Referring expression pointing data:
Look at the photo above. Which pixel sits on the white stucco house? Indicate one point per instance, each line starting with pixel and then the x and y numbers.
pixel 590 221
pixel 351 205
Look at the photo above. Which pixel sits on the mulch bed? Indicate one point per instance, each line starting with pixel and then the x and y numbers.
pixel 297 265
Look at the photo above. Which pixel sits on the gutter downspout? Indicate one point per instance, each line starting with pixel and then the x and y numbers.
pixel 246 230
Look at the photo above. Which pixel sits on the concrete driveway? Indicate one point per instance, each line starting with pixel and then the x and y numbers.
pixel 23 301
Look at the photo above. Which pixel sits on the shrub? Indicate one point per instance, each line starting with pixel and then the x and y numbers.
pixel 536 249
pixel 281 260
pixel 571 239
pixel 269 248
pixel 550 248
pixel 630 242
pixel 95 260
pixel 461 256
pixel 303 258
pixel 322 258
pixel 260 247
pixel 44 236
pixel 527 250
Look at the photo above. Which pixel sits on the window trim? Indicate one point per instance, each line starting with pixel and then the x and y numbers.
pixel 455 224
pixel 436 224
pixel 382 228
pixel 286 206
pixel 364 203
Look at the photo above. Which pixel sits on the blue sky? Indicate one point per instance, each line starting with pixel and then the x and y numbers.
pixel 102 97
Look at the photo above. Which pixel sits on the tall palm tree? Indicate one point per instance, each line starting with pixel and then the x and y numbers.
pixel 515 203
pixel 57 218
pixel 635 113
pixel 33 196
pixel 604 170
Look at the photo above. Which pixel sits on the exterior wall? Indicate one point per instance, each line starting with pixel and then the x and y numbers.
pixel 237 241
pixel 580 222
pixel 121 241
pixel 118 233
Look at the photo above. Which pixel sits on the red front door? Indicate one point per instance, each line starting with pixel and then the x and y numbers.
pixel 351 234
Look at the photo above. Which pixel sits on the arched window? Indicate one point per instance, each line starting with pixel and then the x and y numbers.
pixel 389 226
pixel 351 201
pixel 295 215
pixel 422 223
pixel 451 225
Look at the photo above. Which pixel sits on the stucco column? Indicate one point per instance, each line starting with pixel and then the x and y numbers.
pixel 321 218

WHAT YOU SHOULD DO: All lines from the line holding "Look at the photo above. Which pixel sits on the stucco" through the end of the records above need to be transcribed exactly, and no other text should appear.

WRITTEN REPLY:
Look at the photo above. Which pixel sits on the stucco column? Indicate one point per instance, each line starting with pixel and then the x and y numbers.
pixel 321 218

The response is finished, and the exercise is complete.